Dataset items
<<<<
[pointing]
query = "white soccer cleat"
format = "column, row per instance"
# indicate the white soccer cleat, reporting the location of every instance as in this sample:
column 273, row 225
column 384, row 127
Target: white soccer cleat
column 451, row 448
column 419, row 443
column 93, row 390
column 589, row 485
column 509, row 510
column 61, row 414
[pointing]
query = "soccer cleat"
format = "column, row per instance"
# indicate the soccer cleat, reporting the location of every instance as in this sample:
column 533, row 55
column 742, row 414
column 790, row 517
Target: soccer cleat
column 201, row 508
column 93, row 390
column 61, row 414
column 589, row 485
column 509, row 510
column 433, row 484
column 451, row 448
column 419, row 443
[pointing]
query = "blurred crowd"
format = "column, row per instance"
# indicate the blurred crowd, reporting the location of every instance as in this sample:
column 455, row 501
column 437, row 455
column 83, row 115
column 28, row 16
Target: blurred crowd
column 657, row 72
>>>>
PROBLEM STATEMENT
Only these lines should appear in the reply: the one containing "column 384, row 127", the last line of the data, and all lines between them, each copied exactly.

EXERCISE ANSWER
column 384, row 127
Target: white soccer cleat
column 451, row 448
column 419, row 443
column 93, row 390
column 589, row 485
column 509, row 510
column 61, row 414
[pointing]
query = "soccer cleat"
format = "column, row per instance"
# indicate the soccer cleat, reporting the location of every instance as in this sample:
column 533, row 55
column 742, row 414
column 790, row 517
Target: soccer cleat
column 201, row 508
column 93, row 390
column 61, row 414
column 589, row 485
column 509, row 510
column 433, row 484
column 451, row 448
column 419, row 443
[pointing]
query = "blurred crowd"
format = "column, row per instance"
# indicate the blurred crowd, reporting the location of every instance as in this sample:
column 455, row 501
column 437, row 455
column 83, row 115
column 28, row 16
Target: blurred crowd
column 657, row 72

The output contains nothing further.